— SELECTED TEXT —
One climate-related executive order by President Biden revoked the permit for the Keystone XL pipeline.

Another enforces a temporary moratorium on oil and natural gas leases in the Arctic National Wildlife Refuge. A third reversed the rollbacks to vehicle emissions stands. A fourth undid Trump-era decisions to reduce the size of several national monuments, and a fifth reestablished a working group on the social costs of greenhouse gases.

The new president also halted construction of the U.S.-Mexico border wall via an "immediate termination" of Trump's national emergency declaration that allowed billions of dollars allocated to the Defense Department to go to wall construction, as well as a review of the legality of those funding transfers.

Further, Biden issued an executive order overturning a previous executive order that called for aggressive tactics to find and deport immigrants in this country illegally. Another executive order also blocked the deportation of Liberians who have been living in the United States.

President Biden signed an executive order requiring social distancing and the wearing of masks on all federal property for the next 100 days. He also issued a "100 days masking challenge" to Americans to stem the spread of the coronavirus.

The new president also appointed Jeffery Zients as the national COVID-19 response coordinator, reporting directly to President Biden.

Further, he reinstated ties with the World Health Organization. The head of the U.S. delegation will be Dr. Anthony Fauci, a Catholic who is considered the leading U.S. infectious disease expert.

— GIVEN DATA —
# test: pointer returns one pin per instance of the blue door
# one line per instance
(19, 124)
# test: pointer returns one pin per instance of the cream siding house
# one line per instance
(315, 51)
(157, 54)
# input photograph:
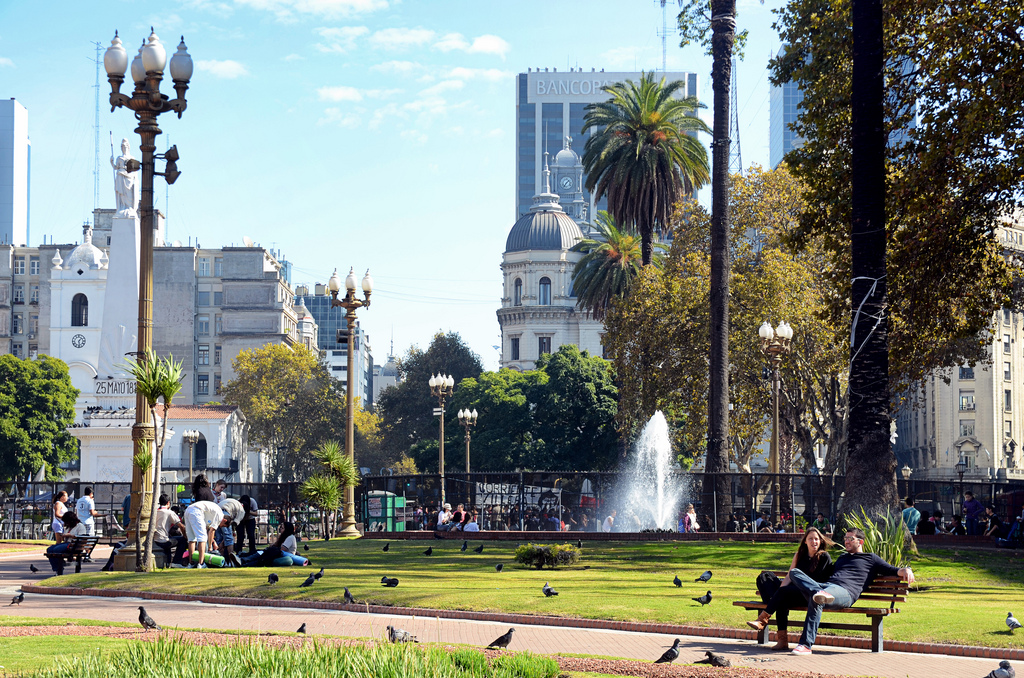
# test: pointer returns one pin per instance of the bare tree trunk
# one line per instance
(870, 471)
(716, 486)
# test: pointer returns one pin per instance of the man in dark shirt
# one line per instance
(852, 573)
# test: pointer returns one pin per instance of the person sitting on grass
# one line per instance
(811, 557)
(72, 527)
(852, 573)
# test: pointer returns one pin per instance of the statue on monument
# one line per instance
(125, 168)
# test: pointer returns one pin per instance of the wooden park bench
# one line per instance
(79, 549)
(889, 590)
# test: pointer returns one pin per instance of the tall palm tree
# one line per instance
(644, 156)
(610, 264)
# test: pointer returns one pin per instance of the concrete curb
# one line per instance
(635, 627)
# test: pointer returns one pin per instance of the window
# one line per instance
(80, 311)
(544, 298)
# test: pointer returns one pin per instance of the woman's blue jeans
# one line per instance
(808, 587)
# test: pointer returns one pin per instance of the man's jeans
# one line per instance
(808, 587)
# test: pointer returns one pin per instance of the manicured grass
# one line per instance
(963, 596)
(36, 652)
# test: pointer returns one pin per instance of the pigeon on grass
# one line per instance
(715, 660)
(670, 654)
(146, 621)
(502, 640)
(1005, 671)
(400, 636)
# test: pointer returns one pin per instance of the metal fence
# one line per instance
(516, 501)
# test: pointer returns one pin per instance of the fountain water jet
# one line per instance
(653, 484)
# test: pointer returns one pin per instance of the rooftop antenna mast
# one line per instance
(735, 156)
(95, 130)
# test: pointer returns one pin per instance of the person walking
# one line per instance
(852, 573)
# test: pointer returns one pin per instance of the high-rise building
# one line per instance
(15, 157)
(783, 107)
(550, 110)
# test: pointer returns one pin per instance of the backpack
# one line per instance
(768, 583)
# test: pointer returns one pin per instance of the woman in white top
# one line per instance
(59, 508)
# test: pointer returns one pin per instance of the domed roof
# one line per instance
(85, 255)
(544, 229)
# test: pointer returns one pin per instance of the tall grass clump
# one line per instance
(885, 536)
(173, 658)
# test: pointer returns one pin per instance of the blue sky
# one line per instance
(367, 133)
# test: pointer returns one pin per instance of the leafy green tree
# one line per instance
(291, 403)
(158, 380)
(407, 409)
(644, 155)
(610, 264)
(37, 406)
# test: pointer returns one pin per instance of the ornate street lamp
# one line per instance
(775, 343)
(905, 472)
(468, 421)
(147, 102)
(192, 437)
(441, 387)
(349, 303)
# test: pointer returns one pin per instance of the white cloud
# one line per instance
(484, 44)
(338, 118)
(339, 40)
(226, 70)
(493, 75)
(401, 38)
(286, 10)
(398, 68)
(345, 93)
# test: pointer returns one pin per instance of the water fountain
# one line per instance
(653, 485)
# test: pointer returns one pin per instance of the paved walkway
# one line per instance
(541, 639)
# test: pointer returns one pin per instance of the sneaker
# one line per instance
(823, 598)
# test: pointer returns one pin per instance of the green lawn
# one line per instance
(963, 597)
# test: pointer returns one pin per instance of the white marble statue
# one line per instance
(124, 181)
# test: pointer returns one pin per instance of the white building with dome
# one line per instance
(539, 310)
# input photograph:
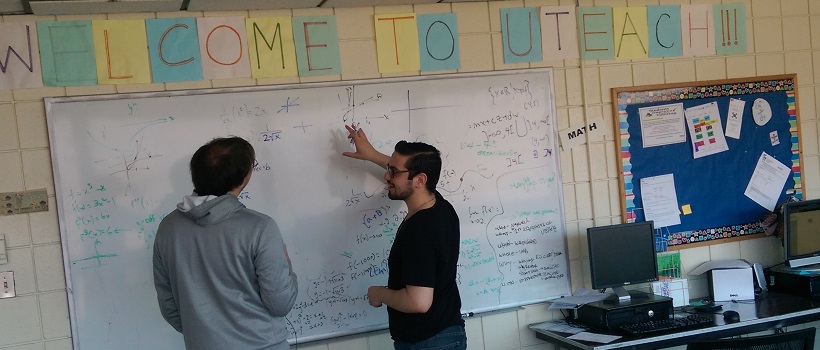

— ASSIGNED TASK A —
Copy everything in the passage about Biden's executive orders, from "Further, Biden issued" down to "infectious disease expert.".
— ASSIGNED TASK B —
In the passage about Biden's executive orders, who will lead the U.S. delegation to the World Health Organization?
Rely only on the passage about Biden's executive orders.

— OUTPUT A —
Further, Biden issued an executive order overturning a previous executive order that called for aggressive tactics to find and deport immigrants in this country illegally. Another executive order also blocked the deportation of Liberians who have been living in the United States.

President Biden signed an executive order requiring social distancing and the wearing of masks on all federal property for the next 100 days. He also issued a "100 days masking challenge" to Americans to stem the spread of the coronavirus.

The new president also appointed Jeffery Zients as the national COVID-19 response coordinator, reporting directly to President Biden.

Further, he reinstated ties with the World Health Organization. The head of the U.S. delegation will be Dr. Anthony Fauci, a Catholic who is considered the leading U.S. infectious disease expert.

— OUTPUT B —
Dr. Anthony Fauci